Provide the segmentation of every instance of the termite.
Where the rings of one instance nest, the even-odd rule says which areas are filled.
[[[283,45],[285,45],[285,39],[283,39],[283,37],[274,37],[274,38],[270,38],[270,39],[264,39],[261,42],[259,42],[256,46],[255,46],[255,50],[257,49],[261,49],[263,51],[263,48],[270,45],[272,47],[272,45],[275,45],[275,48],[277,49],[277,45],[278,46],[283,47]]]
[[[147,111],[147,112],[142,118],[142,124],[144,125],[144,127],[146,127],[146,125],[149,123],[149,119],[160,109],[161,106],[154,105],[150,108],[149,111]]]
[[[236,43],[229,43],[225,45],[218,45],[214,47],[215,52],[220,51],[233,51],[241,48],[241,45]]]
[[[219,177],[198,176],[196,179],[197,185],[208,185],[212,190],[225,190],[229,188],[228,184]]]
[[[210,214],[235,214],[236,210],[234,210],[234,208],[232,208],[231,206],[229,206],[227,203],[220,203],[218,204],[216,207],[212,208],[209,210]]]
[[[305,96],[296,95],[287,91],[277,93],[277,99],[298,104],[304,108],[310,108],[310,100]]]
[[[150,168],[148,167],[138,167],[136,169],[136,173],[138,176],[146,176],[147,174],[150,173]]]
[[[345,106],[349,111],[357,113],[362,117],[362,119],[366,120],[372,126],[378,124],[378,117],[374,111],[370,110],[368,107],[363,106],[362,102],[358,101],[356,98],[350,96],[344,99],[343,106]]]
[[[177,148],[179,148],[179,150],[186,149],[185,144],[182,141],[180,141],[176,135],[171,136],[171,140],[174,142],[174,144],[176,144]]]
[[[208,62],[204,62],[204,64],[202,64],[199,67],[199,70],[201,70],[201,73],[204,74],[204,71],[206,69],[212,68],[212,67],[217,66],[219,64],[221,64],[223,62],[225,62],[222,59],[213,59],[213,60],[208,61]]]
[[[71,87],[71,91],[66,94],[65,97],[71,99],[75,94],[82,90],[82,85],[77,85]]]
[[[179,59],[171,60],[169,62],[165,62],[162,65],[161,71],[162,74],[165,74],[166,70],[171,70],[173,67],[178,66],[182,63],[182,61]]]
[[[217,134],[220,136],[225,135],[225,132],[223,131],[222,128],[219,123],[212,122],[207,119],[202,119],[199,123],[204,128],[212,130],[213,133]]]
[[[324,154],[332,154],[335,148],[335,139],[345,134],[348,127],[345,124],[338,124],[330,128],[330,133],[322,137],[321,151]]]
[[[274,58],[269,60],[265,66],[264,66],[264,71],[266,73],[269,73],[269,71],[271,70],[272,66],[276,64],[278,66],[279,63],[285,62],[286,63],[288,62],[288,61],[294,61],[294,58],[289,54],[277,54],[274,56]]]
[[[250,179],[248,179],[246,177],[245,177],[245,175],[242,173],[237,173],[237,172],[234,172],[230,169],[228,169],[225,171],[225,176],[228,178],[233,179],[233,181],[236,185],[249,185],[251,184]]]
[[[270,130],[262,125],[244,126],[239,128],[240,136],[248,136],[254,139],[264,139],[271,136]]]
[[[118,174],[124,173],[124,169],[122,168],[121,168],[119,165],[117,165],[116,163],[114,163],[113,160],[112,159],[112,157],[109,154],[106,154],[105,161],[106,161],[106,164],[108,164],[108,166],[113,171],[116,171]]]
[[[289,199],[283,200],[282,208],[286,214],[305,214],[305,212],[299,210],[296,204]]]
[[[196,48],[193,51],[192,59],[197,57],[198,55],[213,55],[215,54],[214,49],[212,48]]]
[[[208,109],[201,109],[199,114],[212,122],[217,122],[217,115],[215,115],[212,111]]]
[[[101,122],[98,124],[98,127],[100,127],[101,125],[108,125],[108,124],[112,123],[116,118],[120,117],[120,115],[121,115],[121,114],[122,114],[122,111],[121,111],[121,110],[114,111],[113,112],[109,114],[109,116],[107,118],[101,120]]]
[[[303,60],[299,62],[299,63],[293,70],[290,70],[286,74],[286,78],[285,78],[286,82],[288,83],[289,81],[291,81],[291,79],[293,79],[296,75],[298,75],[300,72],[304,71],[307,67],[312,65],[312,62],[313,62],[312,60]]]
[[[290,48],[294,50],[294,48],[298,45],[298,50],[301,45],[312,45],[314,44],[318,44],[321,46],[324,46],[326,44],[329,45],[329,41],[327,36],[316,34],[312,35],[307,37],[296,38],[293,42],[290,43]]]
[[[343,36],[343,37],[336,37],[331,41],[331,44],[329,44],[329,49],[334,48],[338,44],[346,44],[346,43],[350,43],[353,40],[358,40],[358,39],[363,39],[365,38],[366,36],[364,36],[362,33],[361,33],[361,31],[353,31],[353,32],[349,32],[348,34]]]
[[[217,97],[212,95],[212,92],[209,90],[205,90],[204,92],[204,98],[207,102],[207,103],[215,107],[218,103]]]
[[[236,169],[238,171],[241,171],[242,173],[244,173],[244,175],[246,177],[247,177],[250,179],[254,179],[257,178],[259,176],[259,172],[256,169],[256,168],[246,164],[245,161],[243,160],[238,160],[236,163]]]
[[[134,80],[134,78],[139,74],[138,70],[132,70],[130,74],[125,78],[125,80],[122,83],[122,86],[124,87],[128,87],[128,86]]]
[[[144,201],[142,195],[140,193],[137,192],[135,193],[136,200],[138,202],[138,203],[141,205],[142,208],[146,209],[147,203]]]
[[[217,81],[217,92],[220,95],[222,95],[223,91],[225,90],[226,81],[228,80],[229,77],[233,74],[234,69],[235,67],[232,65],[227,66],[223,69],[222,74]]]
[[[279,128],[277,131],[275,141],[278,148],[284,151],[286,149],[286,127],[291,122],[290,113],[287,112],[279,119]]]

━━━

→ **Problem description**: Format the lines from the start of the listing through the line containing "Where the rings", inclusive, as a Markdown table with the columns Row and Line. Number each line in Row, place its text in Line, and omit blank lines.

→ **Solution**:
| Row | Line |
|---|---|
| 1 | Provide the segmentation of every instance of the termite. |
| 2 | Where the rings of one instance nest, the even-odd rule says which areas are filled. |